======== TEXT EXTRACT
Nobody's just reading your code

now about contact

Feb 25, 2018

Nobody's just reading your code

A guest post by Stephen Malina, my partner in crime on Mu.

Most programmers agree that we don't read enough code. The interviews in Peter Seibel's book, “Coders at work” highlight a comical contradiction: almost all the programmers interviewed by Seibel recommend that others read code for fun, but none of them routinely do so themselves. Seibel even asked Hal Abelson (of SICP fame) directly about this phenomenon:

“I want to dig a little deeper on this. You, like many other people, say programmers should read code. Yet when I ask what code have you read for fun or edification, you—also like many other people—answer that you read students’ code, which is your job, and review code at Google, which is also your job. But it doesn’t sound like you sit down of an evening with a nice printout and read it.
================
======== RAW RECORDS
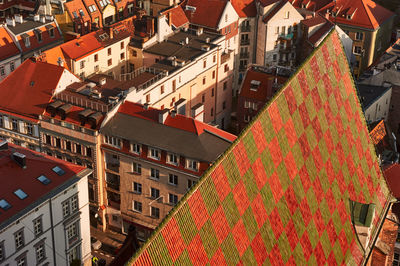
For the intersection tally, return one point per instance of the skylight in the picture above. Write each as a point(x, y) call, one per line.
point(4, 204)
point(58, 170)
point(20, 194)
point(44, 180)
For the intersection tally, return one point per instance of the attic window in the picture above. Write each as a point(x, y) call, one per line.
point(4, 204)
point(20, 194)
point(58, 170)
point(254, 84)
point(44, 180)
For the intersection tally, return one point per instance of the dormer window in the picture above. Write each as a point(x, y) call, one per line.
point(192, 164)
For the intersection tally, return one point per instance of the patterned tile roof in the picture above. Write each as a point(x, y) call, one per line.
point(280, 194)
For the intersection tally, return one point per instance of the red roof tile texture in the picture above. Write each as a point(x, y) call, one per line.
point(34, 92)
point(13, 177)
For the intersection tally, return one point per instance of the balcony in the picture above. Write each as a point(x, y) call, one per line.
point(244, 55)
point(245, 28)
point(244, 41)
================
THINGS TO DO:
1. Answer these from the post about reading code:
(a) On what date was the post published?
(b) Who wrote the guest post?
(c) Whose book of interviews does the post cite, and what is its title?
2. Copy out the post about reading code from "A guest post" to "and read it.".
3. Extend the post about reading code, picking up right after its last sentence.

FINAL RESULTS:
1.
(a) Feb 25, 2018
(b) Stephen Malina
(c) Peter Seibel's, titled “Coders at work”

2.
A guest post by Stephen Malina, my partner in crime on Mu.

Most programmers agree that we don't read enough code. The interviews in Peter Seibel's book, “Coders at work” highlight a comical contradiction: almost all the programmers interviewed by Seibel recommend that others read code for fun, but none of them routinely do so themselves. Seibel even asked Hal Abelson (of SICP fame) directly about this phenomenon:

“I want to dig a little deeper on this. You, like many other people, say programmers should read code. Yet when I ask what code have you read for fun or edification, you—also like many other people—answer that you read students’ code, which is your job, and review code at Google, which is also your job. But it doesn’t sound like you sit down of an evening with a nice printout and read it.

3.
Seibel, James Hague and others have all tried to justify why code reading is so uncommon, and they make good points. But perhaps the conversation is led astray by use of the word ‘read’. I wonder if Abelson and the others would have had more examples if Seibel had asked them what code they had learned about for fun. Perhaps the word ‘read’ put them in a passive frame of mind, causing them to filter out programs they'd hacked on?

We all read code already; it’s just that we usually read when we want to edit. And the comprehension that questions about reading are really concerned with—it comes from both reading and writing, interleaved in complex ways.

That hacking produces better comprehension than passive, linear reading fits with what we know about learning. Barbara Oakley, Herbert Simon, Cal Newport, and Anders Ericsson all describe how solid understanding emerges from active exploration, critical examination, repetition, and synthesis. Hacking beats passive reading on three out of four of these criteria:

Active exploration: When you hack, you want to eventually produce a change in the codebase. This desire guides your path through the code. When you read passively you let the code’s linear flow guide you.
Critical examination: When you hack, you evaluate existing code in light of the change you want to make. Deciding what to use and remove keeps you from accepting the existing system as canon. When you read linearly, you lack a goal against which you can critically examine the existing code.
Synthesis: To change the program as you desire, you synthesize existing code with new code.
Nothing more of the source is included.